## [DIRECTIVE]
Write out, word for word, the part of the material below that runs from the line with "Ground shorts in" to the line with "left=321, top=122, right=344, bottom=132", including both of those lines and nothing else.

## [RAW DATA]

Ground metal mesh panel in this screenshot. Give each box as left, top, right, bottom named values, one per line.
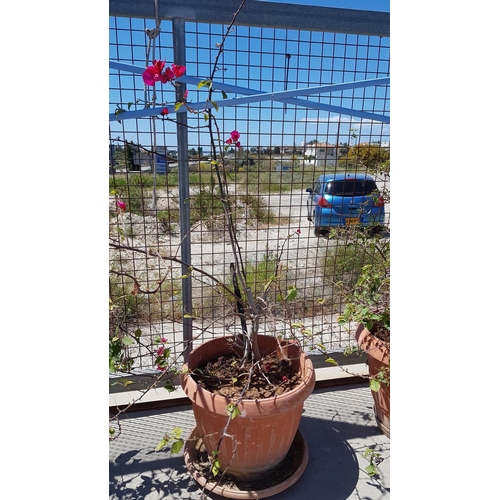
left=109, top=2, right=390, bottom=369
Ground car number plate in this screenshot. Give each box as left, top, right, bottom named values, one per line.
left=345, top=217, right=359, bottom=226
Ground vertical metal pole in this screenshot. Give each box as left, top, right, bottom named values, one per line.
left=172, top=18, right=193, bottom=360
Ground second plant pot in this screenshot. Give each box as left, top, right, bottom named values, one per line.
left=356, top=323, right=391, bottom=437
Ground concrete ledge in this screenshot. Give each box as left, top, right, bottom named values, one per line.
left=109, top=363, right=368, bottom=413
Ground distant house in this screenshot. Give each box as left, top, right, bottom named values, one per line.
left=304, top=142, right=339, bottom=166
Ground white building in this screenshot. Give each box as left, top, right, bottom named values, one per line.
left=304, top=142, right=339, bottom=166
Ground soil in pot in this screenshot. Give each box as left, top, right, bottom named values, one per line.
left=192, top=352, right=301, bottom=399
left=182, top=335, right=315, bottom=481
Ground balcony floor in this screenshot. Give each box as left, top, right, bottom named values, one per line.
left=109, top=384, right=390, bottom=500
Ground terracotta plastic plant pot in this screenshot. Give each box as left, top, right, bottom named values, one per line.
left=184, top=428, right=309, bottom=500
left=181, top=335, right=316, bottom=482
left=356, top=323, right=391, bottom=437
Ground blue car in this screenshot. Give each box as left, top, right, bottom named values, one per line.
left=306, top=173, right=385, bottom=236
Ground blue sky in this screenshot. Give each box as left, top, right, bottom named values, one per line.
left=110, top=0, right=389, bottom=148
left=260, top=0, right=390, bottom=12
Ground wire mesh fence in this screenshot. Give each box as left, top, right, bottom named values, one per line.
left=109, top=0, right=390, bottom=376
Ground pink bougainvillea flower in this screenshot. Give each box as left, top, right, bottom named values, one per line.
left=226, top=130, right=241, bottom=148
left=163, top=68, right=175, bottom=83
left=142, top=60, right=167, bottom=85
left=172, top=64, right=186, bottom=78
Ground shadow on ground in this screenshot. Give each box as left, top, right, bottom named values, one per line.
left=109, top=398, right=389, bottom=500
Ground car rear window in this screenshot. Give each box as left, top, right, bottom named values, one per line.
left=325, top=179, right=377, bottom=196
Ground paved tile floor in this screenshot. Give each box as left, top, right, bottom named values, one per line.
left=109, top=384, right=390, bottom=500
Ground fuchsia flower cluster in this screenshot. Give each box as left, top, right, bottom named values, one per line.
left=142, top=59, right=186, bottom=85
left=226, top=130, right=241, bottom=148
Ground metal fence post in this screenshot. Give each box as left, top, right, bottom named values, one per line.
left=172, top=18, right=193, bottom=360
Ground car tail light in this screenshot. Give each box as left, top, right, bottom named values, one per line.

==

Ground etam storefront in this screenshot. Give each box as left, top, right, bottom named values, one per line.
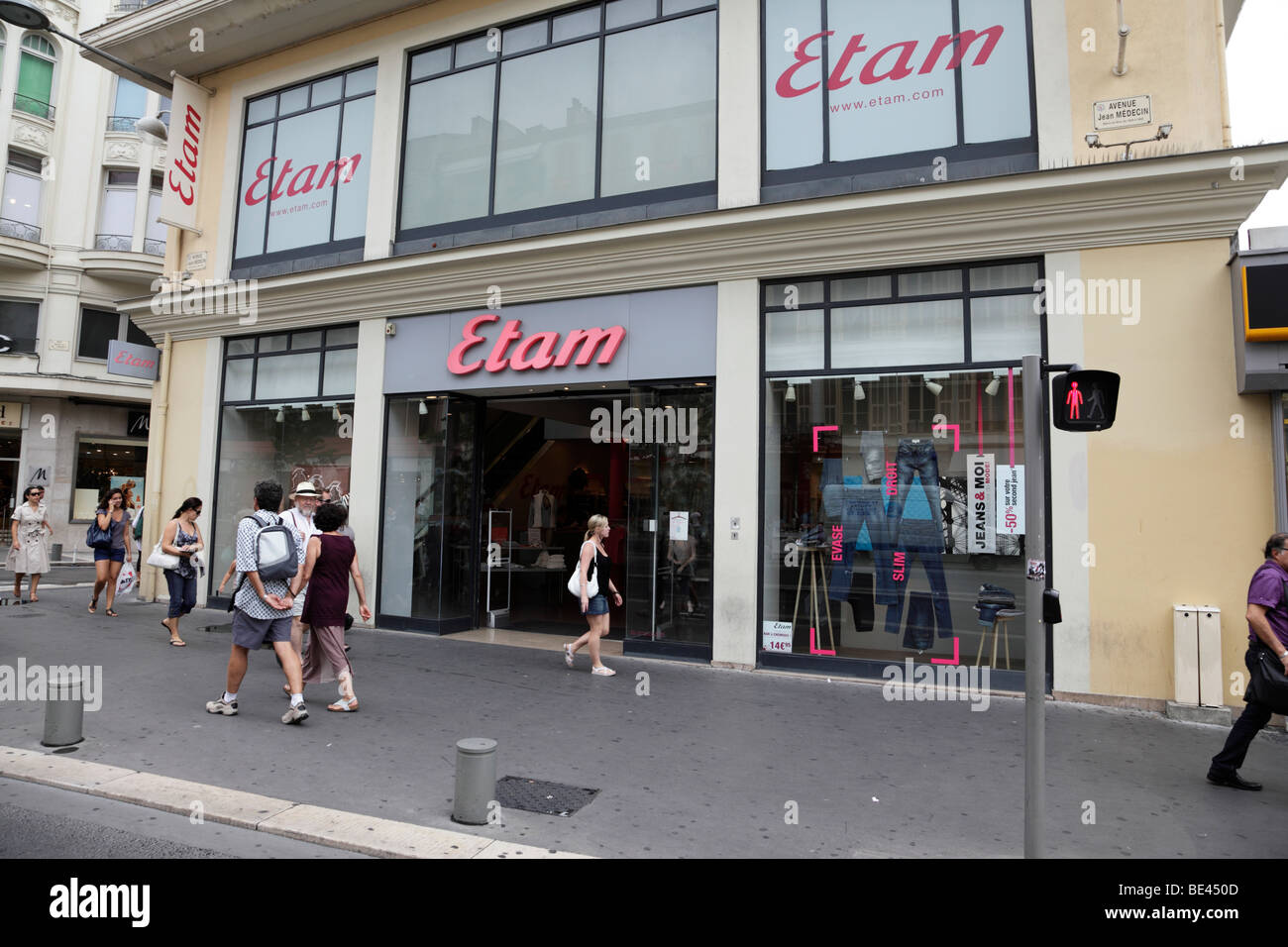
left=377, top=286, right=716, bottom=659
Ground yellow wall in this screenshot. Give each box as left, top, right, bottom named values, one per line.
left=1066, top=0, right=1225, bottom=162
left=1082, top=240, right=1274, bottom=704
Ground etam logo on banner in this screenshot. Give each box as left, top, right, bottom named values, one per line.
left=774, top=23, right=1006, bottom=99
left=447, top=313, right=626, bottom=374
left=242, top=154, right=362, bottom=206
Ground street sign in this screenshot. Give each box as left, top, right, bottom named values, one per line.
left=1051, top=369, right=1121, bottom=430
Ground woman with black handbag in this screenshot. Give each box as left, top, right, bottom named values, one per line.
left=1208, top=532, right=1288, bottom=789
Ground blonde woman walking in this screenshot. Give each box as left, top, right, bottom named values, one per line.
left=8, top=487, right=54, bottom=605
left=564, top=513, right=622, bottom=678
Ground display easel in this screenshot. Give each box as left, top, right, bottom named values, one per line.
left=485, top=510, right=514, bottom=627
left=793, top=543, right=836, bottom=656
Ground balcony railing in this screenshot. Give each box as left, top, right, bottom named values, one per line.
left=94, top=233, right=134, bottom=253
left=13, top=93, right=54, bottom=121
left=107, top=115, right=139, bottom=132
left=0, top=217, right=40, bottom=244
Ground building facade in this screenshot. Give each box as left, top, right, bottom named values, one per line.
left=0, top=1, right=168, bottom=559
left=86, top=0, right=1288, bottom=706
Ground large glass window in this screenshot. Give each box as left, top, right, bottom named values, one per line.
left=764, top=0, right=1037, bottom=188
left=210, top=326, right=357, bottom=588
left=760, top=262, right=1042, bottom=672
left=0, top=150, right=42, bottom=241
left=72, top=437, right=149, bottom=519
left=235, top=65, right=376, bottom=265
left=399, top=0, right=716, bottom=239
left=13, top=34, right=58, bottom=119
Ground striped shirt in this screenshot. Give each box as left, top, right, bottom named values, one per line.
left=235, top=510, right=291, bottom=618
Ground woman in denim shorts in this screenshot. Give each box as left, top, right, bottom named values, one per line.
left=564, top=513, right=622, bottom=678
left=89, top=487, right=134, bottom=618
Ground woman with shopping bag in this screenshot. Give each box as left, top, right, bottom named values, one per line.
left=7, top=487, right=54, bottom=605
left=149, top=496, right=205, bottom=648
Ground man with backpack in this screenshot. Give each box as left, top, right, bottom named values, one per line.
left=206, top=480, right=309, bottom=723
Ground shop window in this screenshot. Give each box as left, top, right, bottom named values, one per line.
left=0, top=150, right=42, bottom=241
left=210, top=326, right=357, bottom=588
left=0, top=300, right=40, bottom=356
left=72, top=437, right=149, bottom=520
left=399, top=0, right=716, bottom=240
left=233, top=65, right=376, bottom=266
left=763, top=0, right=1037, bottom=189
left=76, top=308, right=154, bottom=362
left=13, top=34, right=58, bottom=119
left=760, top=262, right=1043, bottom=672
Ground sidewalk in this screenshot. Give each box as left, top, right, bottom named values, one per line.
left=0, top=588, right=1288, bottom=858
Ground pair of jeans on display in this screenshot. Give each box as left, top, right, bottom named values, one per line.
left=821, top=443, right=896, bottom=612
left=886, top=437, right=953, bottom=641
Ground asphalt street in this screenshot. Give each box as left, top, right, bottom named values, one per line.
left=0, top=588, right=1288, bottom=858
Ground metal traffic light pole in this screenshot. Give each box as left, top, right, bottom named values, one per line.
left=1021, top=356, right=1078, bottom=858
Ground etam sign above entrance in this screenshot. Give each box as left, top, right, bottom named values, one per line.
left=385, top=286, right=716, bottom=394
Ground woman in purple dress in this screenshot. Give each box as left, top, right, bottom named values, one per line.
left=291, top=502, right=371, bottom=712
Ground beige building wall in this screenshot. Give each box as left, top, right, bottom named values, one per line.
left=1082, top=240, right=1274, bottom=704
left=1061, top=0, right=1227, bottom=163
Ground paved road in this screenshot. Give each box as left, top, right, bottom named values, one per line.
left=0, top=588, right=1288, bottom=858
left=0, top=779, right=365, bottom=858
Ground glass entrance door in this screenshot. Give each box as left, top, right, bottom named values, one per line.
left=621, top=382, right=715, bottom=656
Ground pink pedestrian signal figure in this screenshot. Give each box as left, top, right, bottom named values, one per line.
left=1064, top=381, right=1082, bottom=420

--

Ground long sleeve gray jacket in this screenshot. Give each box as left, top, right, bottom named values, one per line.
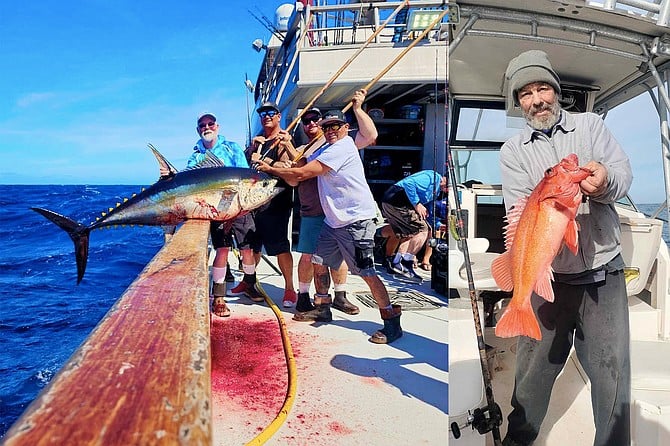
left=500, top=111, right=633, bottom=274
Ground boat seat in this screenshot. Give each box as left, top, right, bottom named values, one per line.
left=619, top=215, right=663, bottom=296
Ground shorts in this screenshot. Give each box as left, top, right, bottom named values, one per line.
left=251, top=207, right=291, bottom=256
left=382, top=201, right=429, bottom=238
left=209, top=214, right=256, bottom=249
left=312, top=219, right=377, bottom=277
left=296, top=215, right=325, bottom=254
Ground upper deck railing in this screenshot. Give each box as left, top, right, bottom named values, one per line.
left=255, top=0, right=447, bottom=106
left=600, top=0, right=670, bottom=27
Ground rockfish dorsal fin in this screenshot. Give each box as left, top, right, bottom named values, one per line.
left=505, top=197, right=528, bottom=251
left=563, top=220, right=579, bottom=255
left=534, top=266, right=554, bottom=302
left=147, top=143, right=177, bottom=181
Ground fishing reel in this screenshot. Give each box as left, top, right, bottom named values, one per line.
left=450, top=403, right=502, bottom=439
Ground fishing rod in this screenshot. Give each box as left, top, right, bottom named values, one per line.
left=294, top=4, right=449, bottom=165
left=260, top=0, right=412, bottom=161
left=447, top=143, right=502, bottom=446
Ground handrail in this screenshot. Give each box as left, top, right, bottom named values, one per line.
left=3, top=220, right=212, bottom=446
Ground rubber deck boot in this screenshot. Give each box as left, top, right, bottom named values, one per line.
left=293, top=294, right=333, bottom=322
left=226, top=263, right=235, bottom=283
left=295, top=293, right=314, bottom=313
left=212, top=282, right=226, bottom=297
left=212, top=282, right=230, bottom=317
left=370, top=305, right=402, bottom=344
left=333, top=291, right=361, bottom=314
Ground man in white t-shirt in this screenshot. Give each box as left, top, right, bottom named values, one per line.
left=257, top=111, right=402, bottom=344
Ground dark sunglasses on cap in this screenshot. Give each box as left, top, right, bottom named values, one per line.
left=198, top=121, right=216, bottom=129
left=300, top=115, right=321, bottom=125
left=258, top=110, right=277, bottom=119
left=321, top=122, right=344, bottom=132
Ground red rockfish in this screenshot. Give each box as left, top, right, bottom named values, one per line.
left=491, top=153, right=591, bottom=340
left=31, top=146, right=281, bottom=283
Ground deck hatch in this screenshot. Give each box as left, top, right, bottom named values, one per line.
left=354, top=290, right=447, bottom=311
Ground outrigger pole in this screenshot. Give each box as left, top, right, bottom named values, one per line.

## [CORRECT RESULT]
Ground shorts in this screenshot. Give each box as left, top, right, bottom named values, one per line.
left=251, top=207, right=291, bottom=256
left=382, top=201, right=429, bottom=238
left=209, top=214, right=256, bottom=249
left=312, top=219, right=377, bottom=277
left=296, top=215, right=325, bottom=254
Ground upper deck railing in this screenshot. Give each box as left, top, right, bottom named values, one per line.
left=255, top=0, right=447, bottom=106
left=600, top=0, right=670, bottom=27
Ground rockfish dorsal fin in this screenshot. Give each box as left, top, right, bottom named values, one per line.
left=505, top=197, right=528, bottom=251
left=563, top=220, right=579, bottom=255
left=534, top=266, right=554, bottom=302
left=147, top=143, right=177, bottom=181
Ground fishing reel in this screenshot. Give each box as left, top, right, bottom named values, one per line.
left=450, top=403, right=502, bottom=439
Ground fishing rod in this screenshot. Give each box as left, top, right, bottom named values, one per line.
left=294, top=4, right=449, bottom=165
left=260, top=0, right=412, bottom=161
left=447, top=143, right=502, bottom=446
Ground handrail in this screenshot. Give each box as left, top, right, bottom named values, one per line.
left=3, top=220, right=212, bottom=446
Ground rubber deck boot in this screenshot. Give each box as left, top, right, bottom named values, one per line.
left=293, top=294, right=333, bottom=322
left=226, top=263, right=235, bottom=283
left=295, top=293, right=314, bottom=313
left=212, top=282, right=226, bottom=297
left=212, top=282, right=230, bottom=317
left=370, top=305, right=402, bottom=344
left=333, top=291, right=361, bottom=314
Ground man in white t-shirt in this screenshot. Give each box as left, top, right, bottom named values, one per line.
left=257, top=111, right=402, bottom=344
Ground dark sunglasses on cap in this screenshot. Give each box as left, top, right, bottom named values, one per line.
left=198, top=121, right=216, bottom=129
left=300, top=115, right=321, bottom=125
left=258, top=110, right=277, bottom=119
left=321, top=122, right=344, bottom=132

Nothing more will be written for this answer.